* _SUPPLIED DATA_:
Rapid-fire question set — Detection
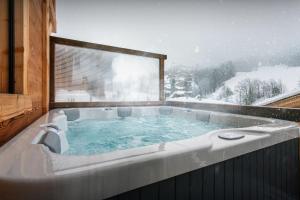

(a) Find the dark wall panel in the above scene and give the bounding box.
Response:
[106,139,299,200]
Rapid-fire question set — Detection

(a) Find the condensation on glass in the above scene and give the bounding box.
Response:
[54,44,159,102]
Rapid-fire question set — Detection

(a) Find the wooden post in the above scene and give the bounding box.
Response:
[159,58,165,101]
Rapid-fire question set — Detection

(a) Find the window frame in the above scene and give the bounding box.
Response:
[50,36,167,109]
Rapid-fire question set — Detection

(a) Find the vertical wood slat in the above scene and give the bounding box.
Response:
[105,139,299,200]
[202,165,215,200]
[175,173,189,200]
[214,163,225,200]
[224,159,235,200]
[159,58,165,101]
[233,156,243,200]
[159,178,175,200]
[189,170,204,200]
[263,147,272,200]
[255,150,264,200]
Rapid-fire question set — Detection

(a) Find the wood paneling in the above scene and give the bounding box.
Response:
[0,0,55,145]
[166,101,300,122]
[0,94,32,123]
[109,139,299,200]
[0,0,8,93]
--
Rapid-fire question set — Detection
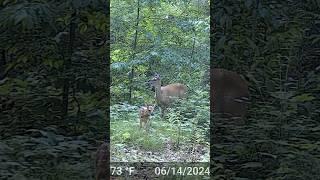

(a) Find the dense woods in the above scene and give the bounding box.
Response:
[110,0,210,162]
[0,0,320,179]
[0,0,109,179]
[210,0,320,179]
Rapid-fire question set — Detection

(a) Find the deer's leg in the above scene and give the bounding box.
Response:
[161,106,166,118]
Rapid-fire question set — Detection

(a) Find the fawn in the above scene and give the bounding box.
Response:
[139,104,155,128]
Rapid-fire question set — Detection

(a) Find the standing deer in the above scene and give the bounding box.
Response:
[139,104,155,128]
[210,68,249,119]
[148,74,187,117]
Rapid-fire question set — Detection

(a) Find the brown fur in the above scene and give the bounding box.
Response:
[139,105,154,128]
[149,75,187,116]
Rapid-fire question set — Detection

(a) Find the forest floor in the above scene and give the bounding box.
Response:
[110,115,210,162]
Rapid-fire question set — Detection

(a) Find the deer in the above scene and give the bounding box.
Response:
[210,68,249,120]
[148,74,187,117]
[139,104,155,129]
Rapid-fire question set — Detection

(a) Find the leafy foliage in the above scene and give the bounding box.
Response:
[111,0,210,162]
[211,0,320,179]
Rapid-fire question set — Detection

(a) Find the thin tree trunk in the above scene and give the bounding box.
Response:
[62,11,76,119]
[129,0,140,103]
---
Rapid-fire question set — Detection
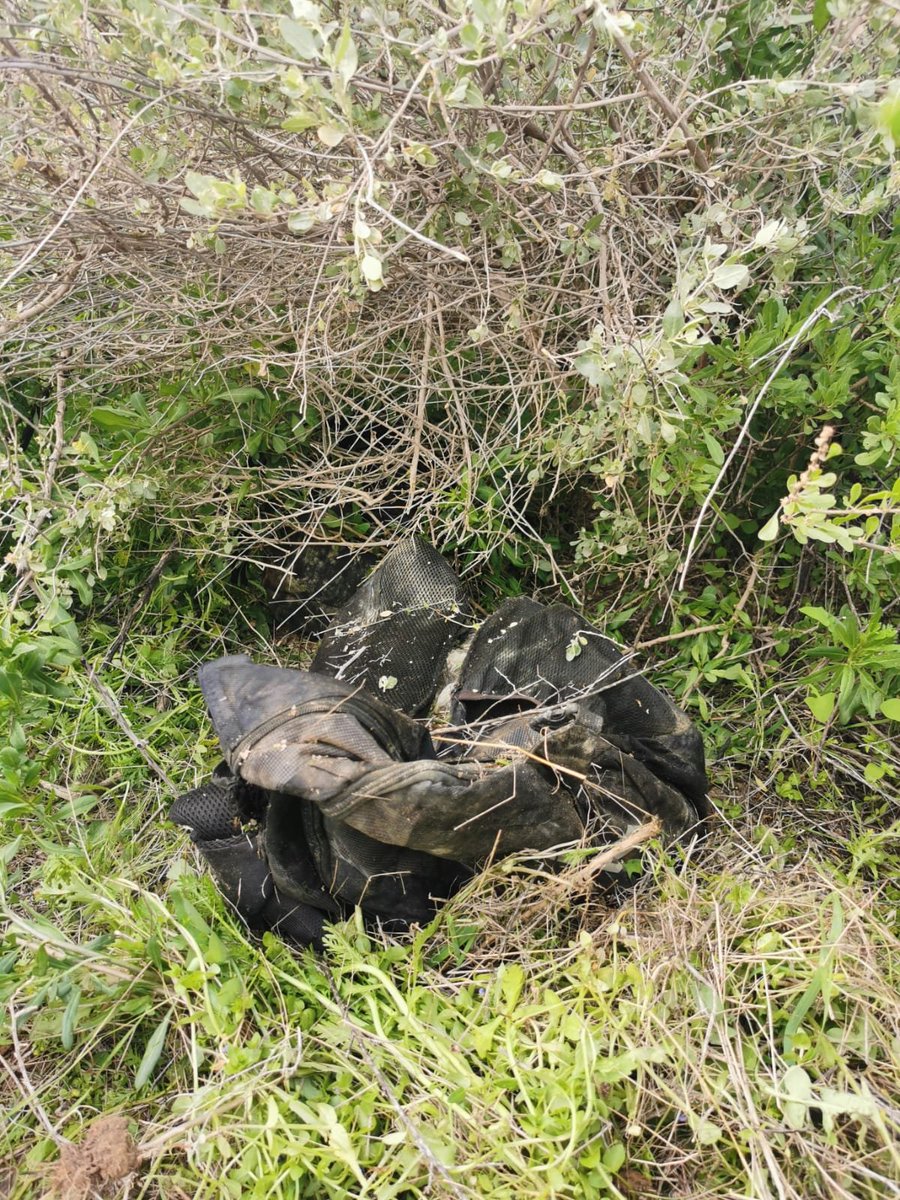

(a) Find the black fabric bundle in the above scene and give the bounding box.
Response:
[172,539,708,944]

* _EXERCISE DIRECTIONS_:
Count the lines of the listing above that contain the string "deer", matching case exactly. Reply with the number alone.

* _TASK SOLUTION_:
3